*Extrait du texte*
<<<<

Parce que le besoin de se protéger est tellement urgent et fort que l'opinion capte avec attention toutes les opportunités de se replier sur son territoire au sein de sa famille, de sa communauté ou de la nation.

Les responsables politiques rappellent les bien-fondés de la souveraineté comme fond de sauce de tous les projets politiques, sauf qu'en creusant un peu, le souverainisme ne résiste pas au principe de réalité.

Quand il s’agit de critiquer l’Europe, on nous explique que Bruxelles est une machine bureaucratique nous privant de notre souveraineté, alors que Bruxelles n’a de pouvoir que celui qui lui a été délégué par les Etats membres. Chaque État membre ayant d’ailleurs un droit de veto.

Il y a encore quelques années certains courants politiques étaient même anti-européens et prônaient une sortie de la France de l'Union européenne et de l'euro. Aujourd’hui, personne ne prendra le risque de promettre une sortie de l'euro, mais beaucoup vont continuer à défendre le souverainisme de façon très théorique.

Quand la politique économique est au centre du débat électoral, beaucoup défendent l'idée d'un protectionnisme qui nous sauverait des ingérences étrangères, sauf qu’au niveau de l'application, on s’aperçoit que la mesure protectionniste va provoquer une réaction chez nos clients étrangers qui vont fermer leurs marchés.

L'agriculture française, bel exemple de contradiction, n’a aucun intérêt à revendiquer les mesures protectionnistes, elle est excédentaire et toute l'Europe d'ailleurs est excédentaire. D'une façon générale, tout interdit à l'encontre de fournisseurs étrangers se traduira donc par la fermeture d'un marché extérieur. Donc, le système de création de richesses fonde sur l’échanges se meurt. Forcément, sauf s'il joue le jeu de la concurrence.

>>>>

*Énoncé 1*
Répondez à ces questions sur le texte sur la souveraineté :
(a) D'où vient le pouvoir de Bruxelles ?
(b) De quel droit dispose chaque État membre ?
(c) D'après le texte, que vont faire les clients étrangers face à une mesure protectionniste ?
*Énoncé 2*
Reproduisez tout le texte sur la souveraineté, depuis « Il y a encore » jusqu'à « façon très théorique. ».

Relevés d'annotation par coordonnées
<<<<

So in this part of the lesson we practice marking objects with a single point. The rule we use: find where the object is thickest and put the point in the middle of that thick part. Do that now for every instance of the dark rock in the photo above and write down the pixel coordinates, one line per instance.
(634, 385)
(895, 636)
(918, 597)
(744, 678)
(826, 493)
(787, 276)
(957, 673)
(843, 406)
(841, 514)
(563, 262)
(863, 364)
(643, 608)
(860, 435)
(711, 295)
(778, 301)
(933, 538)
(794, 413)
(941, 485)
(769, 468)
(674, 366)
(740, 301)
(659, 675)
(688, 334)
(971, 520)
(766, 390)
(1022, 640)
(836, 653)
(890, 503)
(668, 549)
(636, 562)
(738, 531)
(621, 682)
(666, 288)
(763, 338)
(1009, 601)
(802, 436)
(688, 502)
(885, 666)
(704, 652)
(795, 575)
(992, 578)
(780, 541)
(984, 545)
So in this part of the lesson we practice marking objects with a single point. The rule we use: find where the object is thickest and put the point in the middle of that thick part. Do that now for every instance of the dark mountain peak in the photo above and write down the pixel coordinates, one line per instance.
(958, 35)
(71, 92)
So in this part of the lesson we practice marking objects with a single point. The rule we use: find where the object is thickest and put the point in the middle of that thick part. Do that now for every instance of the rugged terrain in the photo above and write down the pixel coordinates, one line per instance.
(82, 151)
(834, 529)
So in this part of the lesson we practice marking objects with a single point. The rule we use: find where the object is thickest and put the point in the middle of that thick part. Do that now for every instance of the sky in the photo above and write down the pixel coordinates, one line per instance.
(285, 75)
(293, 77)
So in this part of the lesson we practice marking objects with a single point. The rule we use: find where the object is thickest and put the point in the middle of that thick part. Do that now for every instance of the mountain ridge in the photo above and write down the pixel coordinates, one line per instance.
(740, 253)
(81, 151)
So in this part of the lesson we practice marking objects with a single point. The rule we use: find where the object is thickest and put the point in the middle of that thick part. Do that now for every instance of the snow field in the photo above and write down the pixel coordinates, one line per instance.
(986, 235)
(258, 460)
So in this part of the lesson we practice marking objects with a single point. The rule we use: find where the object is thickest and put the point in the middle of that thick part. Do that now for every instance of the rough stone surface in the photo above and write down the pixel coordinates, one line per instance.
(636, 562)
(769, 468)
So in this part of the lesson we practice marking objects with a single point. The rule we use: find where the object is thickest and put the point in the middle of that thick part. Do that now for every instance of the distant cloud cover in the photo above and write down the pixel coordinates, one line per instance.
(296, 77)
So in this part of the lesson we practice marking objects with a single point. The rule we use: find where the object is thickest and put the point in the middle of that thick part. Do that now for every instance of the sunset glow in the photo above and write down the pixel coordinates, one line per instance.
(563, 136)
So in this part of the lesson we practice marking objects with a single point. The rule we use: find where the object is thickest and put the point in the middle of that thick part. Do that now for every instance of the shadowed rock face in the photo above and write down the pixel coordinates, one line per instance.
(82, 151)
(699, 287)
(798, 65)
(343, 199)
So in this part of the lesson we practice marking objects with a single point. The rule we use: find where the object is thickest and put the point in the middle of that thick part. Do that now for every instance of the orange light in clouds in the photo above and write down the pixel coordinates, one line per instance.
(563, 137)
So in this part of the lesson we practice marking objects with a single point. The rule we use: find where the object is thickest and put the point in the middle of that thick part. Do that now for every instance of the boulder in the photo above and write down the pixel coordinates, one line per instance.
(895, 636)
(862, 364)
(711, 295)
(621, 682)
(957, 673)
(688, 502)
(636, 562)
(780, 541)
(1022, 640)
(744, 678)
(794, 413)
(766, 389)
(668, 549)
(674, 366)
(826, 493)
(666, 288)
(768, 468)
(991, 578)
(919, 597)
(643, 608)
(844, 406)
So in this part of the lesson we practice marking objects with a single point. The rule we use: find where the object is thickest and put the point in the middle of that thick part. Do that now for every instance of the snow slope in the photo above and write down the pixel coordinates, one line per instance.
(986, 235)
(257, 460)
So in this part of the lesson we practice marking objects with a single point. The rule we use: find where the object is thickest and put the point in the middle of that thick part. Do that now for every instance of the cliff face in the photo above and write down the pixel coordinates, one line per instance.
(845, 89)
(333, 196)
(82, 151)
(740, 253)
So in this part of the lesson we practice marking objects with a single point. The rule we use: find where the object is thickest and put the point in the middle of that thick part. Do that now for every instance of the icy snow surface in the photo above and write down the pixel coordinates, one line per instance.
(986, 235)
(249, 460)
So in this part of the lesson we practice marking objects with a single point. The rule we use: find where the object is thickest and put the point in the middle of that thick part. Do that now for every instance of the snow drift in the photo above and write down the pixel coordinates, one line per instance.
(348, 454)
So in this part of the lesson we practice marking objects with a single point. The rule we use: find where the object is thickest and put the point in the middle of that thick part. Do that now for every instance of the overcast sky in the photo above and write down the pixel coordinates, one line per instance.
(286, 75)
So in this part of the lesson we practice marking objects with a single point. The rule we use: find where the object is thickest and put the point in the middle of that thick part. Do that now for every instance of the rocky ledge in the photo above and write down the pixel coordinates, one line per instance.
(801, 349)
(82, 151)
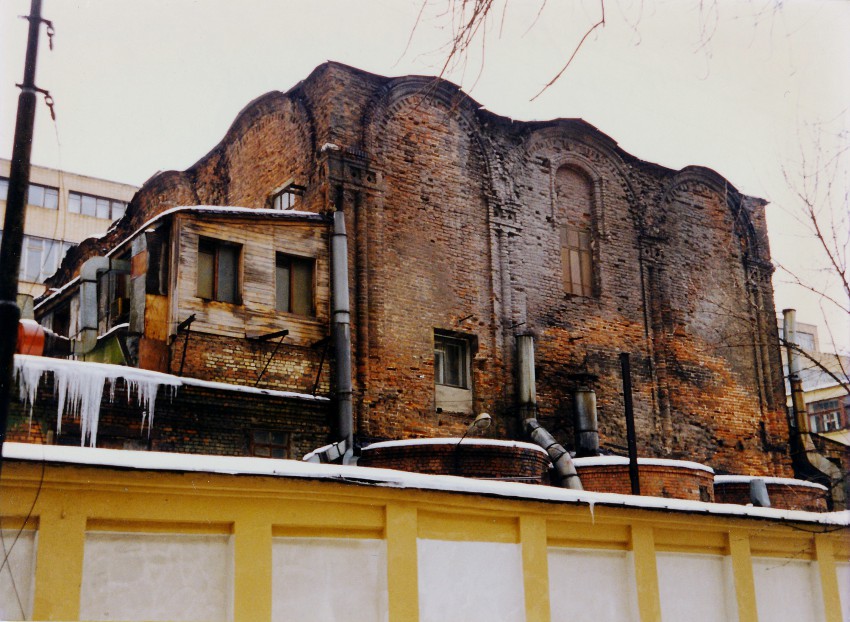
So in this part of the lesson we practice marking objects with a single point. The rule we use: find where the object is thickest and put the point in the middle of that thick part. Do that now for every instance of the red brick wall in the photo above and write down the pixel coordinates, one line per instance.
(783, 495)
(656, 480)
(194, 420)
(457, 227)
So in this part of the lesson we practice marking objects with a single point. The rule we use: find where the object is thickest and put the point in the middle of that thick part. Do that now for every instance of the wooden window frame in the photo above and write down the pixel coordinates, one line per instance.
(214, 247)
(291, 259)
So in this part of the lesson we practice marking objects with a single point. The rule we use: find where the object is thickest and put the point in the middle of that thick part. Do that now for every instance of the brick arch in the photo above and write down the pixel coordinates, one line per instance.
(393, 96)
(693, 178)
(573, 144)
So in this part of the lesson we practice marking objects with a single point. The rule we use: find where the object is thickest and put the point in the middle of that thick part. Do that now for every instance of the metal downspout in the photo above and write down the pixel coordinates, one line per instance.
(527, 394)
(341, 319)
(805, 456)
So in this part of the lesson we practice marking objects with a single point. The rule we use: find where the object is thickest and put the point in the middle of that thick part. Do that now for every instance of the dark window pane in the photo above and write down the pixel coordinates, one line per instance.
(282, 282)
(302, 286)
(206, 270)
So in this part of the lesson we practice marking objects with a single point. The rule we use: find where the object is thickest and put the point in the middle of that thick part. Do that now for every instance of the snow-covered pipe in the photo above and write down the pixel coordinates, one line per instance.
(88, 299)
(585, 422)
(36, 340)
(808, 462)
(526, 382)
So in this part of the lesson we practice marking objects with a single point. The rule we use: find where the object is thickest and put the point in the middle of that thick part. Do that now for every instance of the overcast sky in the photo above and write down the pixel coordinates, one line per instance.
(143, 85)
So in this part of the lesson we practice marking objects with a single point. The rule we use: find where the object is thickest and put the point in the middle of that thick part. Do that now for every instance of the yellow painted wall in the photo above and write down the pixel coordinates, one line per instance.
(64, 502)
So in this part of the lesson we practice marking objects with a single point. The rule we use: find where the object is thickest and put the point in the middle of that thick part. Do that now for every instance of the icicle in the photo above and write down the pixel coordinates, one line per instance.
(78, 388)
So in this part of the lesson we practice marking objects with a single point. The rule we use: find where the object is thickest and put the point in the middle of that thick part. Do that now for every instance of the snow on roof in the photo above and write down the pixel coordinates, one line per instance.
(621, 460)
(782, 481)
(158, 461)
(218, 210)
(454, 441)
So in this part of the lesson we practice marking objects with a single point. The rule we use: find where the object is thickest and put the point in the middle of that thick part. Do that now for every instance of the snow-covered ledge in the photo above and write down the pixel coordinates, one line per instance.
(353, 475)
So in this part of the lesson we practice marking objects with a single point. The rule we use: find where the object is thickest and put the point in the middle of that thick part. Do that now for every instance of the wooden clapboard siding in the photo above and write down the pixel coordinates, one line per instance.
(259, 241)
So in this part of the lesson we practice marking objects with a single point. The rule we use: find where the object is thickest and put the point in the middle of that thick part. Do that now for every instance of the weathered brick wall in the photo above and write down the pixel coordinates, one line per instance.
(454, 217)
(194, 419)
(675, 482)
(240, 361)
(783, 495)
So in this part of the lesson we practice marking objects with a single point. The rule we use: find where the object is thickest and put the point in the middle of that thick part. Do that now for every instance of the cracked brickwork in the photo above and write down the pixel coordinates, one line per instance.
(455, 217)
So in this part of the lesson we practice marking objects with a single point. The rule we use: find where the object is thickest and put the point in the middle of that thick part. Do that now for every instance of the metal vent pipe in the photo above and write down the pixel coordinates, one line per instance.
(527, 396)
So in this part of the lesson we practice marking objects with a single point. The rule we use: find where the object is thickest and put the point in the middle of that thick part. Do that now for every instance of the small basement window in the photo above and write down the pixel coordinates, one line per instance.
(294, 284)
(451, 361)
(218, 270)
(286, 196)
(452, 372)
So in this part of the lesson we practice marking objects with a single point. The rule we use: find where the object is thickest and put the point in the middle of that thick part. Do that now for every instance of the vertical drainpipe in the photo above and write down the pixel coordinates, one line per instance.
(808, 462)
(341, 327)
(527, 396)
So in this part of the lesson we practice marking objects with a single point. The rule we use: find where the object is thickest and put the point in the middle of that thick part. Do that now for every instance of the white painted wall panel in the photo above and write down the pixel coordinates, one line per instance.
(470, 582)
(696, 588)
(17, 576)
(329, 579)
(787, 589)
(138, 576)
(592, 584)
(842, 570)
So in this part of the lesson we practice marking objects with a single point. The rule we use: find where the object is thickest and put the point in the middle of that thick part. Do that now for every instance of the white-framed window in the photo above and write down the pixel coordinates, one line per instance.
(451, 361)
(40, 257)
(99, 207)
(295, 284)
(43, 196)
(218, 270)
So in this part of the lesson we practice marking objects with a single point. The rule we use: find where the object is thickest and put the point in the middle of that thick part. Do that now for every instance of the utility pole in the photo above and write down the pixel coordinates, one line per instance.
(13, 226)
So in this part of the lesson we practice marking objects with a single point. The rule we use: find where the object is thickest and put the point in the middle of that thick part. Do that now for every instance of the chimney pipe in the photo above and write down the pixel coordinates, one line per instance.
(527, 396)
(585, 422)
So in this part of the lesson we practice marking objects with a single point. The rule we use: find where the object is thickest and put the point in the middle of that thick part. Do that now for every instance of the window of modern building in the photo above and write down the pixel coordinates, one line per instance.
(286, 196)
(43, 196)
(294, 284)
(269, 444)
(575, 198)
(218, 270)
(451, 361)
(40, 257)
(99, 207)
(826, 415)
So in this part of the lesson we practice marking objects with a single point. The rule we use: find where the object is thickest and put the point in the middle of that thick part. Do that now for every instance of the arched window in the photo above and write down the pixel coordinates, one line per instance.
(575, 198)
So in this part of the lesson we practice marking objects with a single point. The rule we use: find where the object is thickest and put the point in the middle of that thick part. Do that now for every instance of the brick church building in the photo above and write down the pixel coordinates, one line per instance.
(465, 231)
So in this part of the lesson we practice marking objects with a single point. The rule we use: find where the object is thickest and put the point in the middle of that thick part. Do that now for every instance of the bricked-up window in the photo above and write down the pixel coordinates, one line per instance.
(218, 270)
(269, 444)
(294, 279)
(577, 261)
(575, 194)
(451, 361)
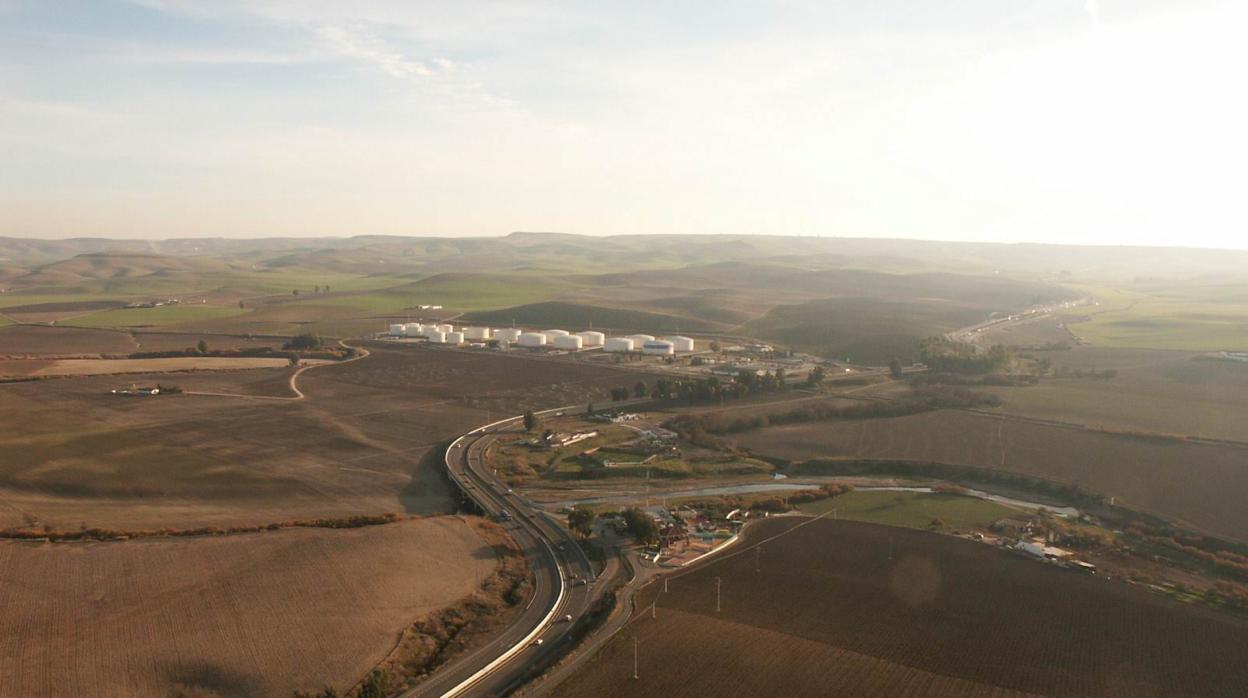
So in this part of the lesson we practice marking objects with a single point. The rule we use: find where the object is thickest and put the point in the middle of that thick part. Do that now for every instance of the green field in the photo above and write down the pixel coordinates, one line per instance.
(1177, 317)
(912, 510)
(164, 316)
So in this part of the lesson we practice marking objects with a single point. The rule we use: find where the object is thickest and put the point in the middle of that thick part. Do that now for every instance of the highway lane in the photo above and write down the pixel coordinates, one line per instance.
(554, 558)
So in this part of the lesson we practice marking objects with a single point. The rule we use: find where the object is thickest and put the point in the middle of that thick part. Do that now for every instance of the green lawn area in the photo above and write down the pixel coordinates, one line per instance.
(1187, 319)
(477, 292)
(164, 316)
(912, 510)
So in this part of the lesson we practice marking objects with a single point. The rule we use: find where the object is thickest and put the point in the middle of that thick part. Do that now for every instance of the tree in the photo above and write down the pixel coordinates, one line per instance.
(376, 686)
(640, 526)
(580, 521)
(305, 341)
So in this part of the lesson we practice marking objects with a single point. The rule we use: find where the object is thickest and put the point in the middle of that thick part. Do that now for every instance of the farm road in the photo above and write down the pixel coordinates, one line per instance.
(292, 382)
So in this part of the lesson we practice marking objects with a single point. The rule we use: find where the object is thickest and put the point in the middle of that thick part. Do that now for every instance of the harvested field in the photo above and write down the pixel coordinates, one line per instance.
(256, 614)
(1201, 483)
(1153, 391)
(23, 340)
(361, 442)
(828, 613)
(175, 341)
(36, 367)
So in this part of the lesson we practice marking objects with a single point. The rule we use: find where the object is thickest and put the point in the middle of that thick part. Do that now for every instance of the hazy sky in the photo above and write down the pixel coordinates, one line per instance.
(1046, 120)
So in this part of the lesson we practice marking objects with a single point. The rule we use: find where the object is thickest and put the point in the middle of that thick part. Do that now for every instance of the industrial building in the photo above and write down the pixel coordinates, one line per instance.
(592, 339)
(507, 335)
(531, 340)
(682, 344)
(618, 344)
(658, 347)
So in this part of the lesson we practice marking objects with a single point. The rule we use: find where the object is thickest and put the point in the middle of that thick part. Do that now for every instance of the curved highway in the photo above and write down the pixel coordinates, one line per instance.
(559, 570)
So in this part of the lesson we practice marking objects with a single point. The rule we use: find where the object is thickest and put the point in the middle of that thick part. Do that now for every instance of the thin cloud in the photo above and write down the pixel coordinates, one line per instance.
(372, 50)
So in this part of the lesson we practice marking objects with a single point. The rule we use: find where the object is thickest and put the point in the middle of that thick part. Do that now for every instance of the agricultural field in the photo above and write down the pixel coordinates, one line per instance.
(824, 611)
(247, 453)
(1152, 391)
(68, 367)
(1203, 485)
(250, 614)
(911, 510)
(31, 340)
(1170, 316)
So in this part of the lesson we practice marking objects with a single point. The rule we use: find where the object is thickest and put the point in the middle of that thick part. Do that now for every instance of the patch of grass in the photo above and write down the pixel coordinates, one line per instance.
(912, 510)
(486, 291)
(164, 316)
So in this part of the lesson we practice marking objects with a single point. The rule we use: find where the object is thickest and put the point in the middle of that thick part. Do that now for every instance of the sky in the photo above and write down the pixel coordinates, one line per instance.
(1085, 121)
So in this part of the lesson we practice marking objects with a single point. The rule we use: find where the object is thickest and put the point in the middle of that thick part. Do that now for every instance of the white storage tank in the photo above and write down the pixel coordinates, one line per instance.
(618, 344)
(531, 339)
(658, 347)
(682, 344)
(592, 339)
(507, 335)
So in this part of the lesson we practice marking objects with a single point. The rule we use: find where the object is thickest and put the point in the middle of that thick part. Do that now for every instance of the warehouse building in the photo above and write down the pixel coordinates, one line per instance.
(592, 339)
(658, 347)
(682, 344)
(532, 339)
(618, 345)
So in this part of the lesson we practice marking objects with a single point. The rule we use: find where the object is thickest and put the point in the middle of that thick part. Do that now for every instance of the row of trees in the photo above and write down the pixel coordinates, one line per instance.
(709, 388)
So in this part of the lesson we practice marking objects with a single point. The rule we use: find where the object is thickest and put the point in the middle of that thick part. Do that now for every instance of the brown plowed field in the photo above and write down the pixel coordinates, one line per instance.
(20, 340)
(829, 613)
(360, 442)
(1203, 485)
(256, 614)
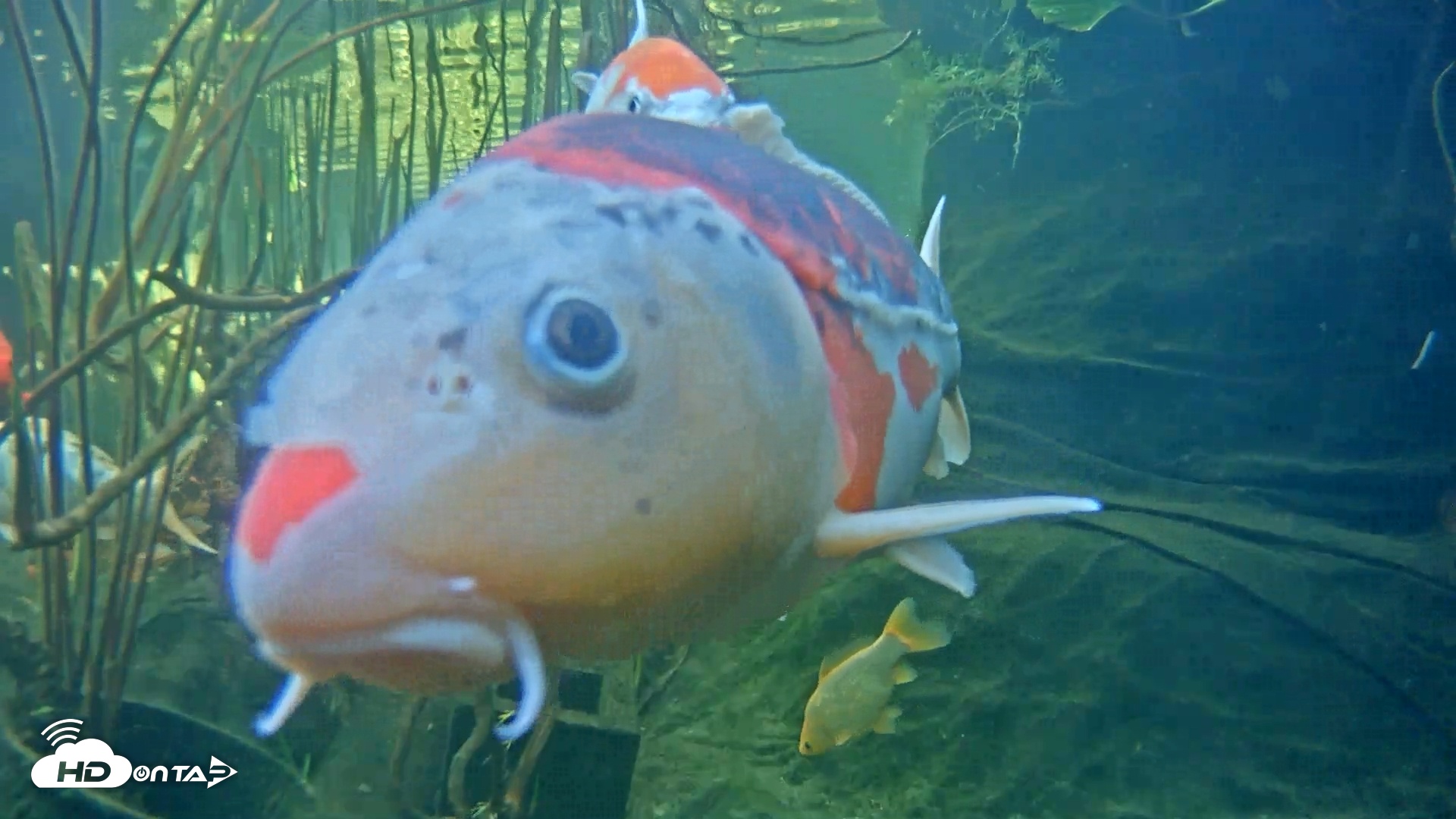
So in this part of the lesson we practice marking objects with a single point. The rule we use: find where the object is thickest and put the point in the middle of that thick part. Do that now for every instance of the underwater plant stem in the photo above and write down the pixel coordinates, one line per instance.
(239, 303)
(479, 733)
(64, 526)
(1440, 127)
(516, 805)
(554, 64)
(894, 50)
(403, 739)
(120, 281)
(185, 297)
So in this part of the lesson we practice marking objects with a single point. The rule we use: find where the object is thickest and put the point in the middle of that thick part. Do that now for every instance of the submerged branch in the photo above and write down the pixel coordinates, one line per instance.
(243, 303)
(61, 528)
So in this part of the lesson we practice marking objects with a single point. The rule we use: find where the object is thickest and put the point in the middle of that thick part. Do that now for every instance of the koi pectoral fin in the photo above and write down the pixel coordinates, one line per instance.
(935, 560)
(845, 535)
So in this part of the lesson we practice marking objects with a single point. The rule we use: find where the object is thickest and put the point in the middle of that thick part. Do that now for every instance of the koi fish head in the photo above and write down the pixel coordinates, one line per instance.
(549, 419)
(660, 77)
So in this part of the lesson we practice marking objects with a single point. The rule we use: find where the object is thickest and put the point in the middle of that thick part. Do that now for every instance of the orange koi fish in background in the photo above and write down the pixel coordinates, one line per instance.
(623, 382)
(661, 77)
(6, 365)
(852, 697)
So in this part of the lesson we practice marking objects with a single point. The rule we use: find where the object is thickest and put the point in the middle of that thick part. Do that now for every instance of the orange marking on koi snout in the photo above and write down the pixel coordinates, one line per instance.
(291, 483)
(664, 66)
(918, 375)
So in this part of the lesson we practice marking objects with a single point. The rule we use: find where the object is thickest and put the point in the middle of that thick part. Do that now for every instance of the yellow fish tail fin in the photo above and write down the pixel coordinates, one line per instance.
(887, 720)
(916, 635)
(903, 673)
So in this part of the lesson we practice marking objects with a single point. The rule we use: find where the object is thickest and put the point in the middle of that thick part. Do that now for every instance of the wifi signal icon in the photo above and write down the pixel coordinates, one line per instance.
(61, 730)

>>>>

*Bonne réponse 1*
(a) Il lui a été délégué par les États membres.
(b) D'un droit de veto.
(c) Ils vont fermer leurs marchés.

*Bonne réponse 2*
Il y a encore quelques années certains courants politiques étaient même anti-européens et prônaient une sortie de la France de l'Union européenne et de l'euro. Aujourd’hui, personne ne prendra le risque de promettre une sortie de l'euro, mais beaucoup vont continuer à défendre le souverainisme de façon très théorique.